REQUEST:
Write out the material exactly, with the pictures left out.

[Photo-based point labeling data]
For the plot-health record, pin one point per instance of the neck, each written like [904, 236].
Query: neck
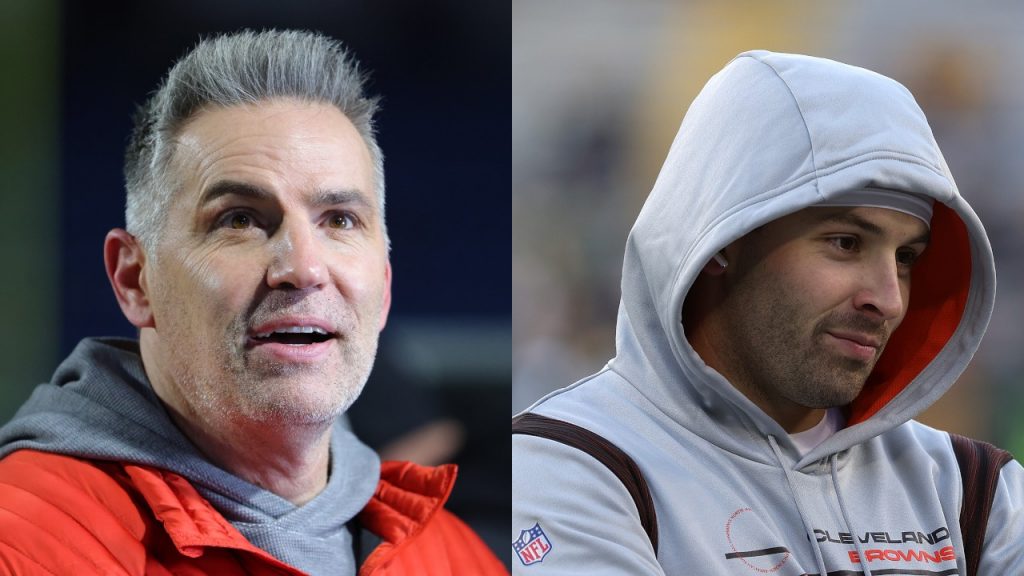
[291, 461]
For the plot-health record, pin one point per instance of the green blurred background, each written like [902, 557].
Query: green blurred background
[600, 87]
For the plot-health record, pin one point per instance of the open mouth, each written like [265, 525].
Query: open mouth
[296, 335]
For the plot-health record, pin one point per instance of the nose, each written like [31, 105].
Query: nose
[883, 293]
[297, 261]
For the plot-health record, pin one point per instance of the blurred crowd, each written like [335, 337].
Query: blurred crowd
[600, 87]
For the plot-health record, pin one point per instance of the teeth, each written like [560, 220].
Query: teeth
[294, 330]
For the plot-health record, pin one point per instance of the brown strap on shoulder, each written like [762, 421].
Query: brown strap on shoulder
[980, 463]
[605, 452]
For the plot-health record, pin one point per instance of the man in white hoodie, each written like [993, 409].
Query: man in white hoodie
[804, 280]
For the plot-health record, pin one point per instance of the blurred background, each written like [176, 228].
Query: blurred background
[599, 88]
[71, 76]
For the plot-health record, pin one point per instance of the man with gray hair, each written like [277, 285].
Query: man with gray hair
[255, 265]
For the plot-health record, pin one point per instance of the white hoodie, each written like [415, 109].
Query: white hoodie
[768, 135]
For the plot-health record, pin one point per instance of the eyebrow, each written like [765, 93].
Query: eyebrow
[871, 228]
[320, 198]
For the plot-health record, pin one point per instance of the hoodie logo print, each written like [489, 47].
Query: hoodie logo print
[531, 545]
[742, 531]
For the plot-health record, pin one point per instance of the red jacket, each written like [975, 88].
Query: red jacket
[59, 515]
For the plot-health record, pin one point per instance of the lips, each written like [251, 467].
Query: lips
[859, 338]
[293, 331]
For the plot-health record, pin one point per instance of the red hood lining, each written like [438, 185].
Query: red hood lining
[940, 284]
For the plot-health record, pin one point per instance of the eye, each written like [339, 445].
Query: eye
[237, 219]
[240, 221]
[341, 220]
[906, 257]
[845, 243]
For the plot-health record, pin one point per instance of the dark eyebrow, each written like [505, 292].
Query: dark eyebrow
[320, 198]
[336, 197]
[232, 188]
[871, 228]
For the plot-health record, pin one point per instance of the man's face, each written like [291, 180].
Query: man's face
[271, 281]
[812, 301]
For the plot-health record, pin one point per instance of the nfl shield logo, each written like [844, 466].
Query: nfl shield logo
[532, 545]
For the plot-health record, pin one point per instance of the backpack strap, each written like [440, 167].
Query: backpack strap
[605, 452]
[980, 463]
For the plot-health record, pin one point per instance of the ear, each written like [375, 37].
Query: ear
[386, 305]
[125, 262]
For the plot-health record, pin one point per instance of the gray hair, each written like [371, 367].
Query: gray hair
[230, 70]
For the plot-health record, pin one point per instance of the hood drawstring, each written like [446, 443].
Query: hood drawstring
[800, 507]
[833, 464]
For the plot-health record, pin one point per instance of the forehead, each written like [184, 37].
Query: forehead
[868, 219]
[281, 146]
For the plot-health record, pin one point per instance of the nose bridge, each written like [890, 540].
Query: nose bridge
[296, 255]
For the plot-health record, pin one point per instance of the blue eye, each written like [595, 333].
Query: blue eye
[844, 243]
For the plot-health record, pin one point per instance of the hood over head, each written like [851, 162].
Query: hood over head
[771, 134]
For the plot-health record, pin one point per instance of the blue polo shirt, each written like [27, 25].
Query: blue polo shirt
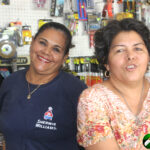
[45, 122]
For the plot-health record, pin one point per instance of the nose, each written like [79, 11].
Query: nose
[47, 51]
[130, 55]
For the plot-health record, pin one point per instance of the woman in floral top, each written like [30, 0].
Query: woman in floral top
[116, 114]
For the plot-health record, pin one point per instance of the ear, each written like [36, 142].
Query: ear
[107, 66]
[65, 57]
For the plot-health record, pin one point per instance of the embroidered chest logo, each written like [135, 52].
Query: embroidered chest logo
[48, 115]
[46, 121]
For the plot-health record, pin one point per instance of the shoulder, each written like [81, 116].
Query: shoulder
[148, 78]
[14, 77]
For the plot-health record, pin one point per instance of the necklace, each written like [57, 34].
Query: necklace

OUTPUT BELOW:
For the plot-health record, pin one point per instance of the neck, each written like [904, 236].
Query: neck
[291, 461]
For the plot-health record, pin one point per instance of the green blurred background, each written like [902, 557].
Query: green blurred background
[600, 87]
For the plot-health record, pin one point per instance of the open mouth, each written like [265, 525].
Query: open mouth
[296, 335]
For the plot-health record, pin one point per instance of the nose, each written like [31, 105].
Query: nose
[883, 293]
[297, 261]
For the plot-health record, pin one point per instance of the blurred crowd, each written like [335, 337].
Query: blurred crowd
[600, 87]
For the plot-health record, pin one point per instance of the teeth, each written like [560, 220].
Query: teeth
[294, 330]
For the plot-health record, pin one point per instance of the brown strap on shoulder, each written like [762, 421].
Query: brown strap on shoulder
[980, 463]
[605, 452]
For the plot-health record, pin one point per instance of the man in white hoodie, each written like [993, 409].
Query: man in white hoodie
[804, 280]
For the plot-health record, pin one point per instance of the blurred background, each written like [176, 228].
Query: blurred background
[599, 88]
[71, 76]
For the plot-health record, pin one point per instance of the man with gray hair, each written like [277, 285].
Query: man with gray hair
[255, 265]
For the plot-health record, pin one point per instance of the white hoodie, each written like [415, 109].
Query: white hoodie
[768, 135]
For the plot-health record, pin one point per instance of the eyebrow, each written like [765, 93].
Query: eyebrow
[871, 228]
[320, 198]
For the plot-health record, pin one point per instance of the hoodie logo print, each written like [489, 47].
Query: hoodie logo print
[531, 545]
[742, 531]
For the plot-health record, pin one point per instance of the red jacket, each written like [975, 88].
Query: red jacket
[59, 515]
For the plot-health record, pin one point per instance of the lips, each written like [251, 467].
Query: lips
[859, 338]
[293, 331]
For the plot-health record, pin one point per instance of the red hood lining, each written like [438, 185].
Query: red hood lining
[940, 284]
For the plot-health record, pin one point per instance of the eye, each written like [339, 445].
Query: eye
[237, 219]
[240, 221]
[341, 220]
[906, 257]
[845, 243]
For the plot-health record, pin one point per instance of the dark eyebrow, each written like [505, 292].
Query: dark eyebrow
[320, 198]
[336, 197]
[232, 188]
[871, 228]
For the plot-health record, pin one point per instance of the man's face, each written like [291, 180].
Query: man's face
[271, 281]
[812, 301]
For the plot-health record, pin one point per instance of the nfl shield logo, each written like [844, 466].
Query: nfl shield logo
[532, 545]
For the plot-health record, pin one point per instance of the backpack strap, each written like [440, 167].
Query: backpack strap
[605, 452]
[980, 463]
For the plot-health record, pin one point per instance of the ear, each written like [375, 37].
Query: ear
[386, 305]
[125, 262]
For the plot-health record, pin one point per instance of the gray hair, each written like [371, 367].
Query: gray hair
[230, 70]
For the plot-health record, pin one point per instance of the hood drawstring, each written like [446, 443].
Query: hood drawstring
[800, 507]
[833, 464]
For the plot-health record, pin one point per instance of the forehead, each written like [184, 37].
Query: forehead
[868, 219]
[281, 146]
For the plot-health record, pin one point per instance of the nose bridge, each written like [890, 540].
Query: nose bridge
[296, 255]
For the plot-health record, pin one point per instance of the blue eye, each written like [595, 333].
Query: blue eye
[844, 243]
For the plot-health record, pin one point per instance of the hood over head, each written like [851, 162].
Query: hood over head
[771, 134]
For the plot-health record, pin one point per instance of the blue polo shirt, each written like [27, 25].
Query: blue polo shirt
[45, 122]
For the plot-health record, pin one point per instance of the nose, each written like [79, 11].
Query: nose
[47, 51]
[130, 55]
For the plot-health record, pin one point per instance of the woman in floral top, each written like [30, 0].
Query: woman in floral top
[116, 114]
For the plot-health record, pin one point per instance of the ear, each written like [36, 142].
Query: ear
[107, 66]
[65, 57]
For the plot-health record, pin one point per instance of the embroidered chest logo, each written like [135, 52].
Query: embroidered chest logo
[48, 115]
[46, 121]
For the plot-health record, pin one point per instance of the shoulder, each written like [81, 116].
Query: shoulder
[148, 78]
[14, 77]
For the plot-health record, pin one point per instance of the necklace, each written like [57, 34].
Query: necklace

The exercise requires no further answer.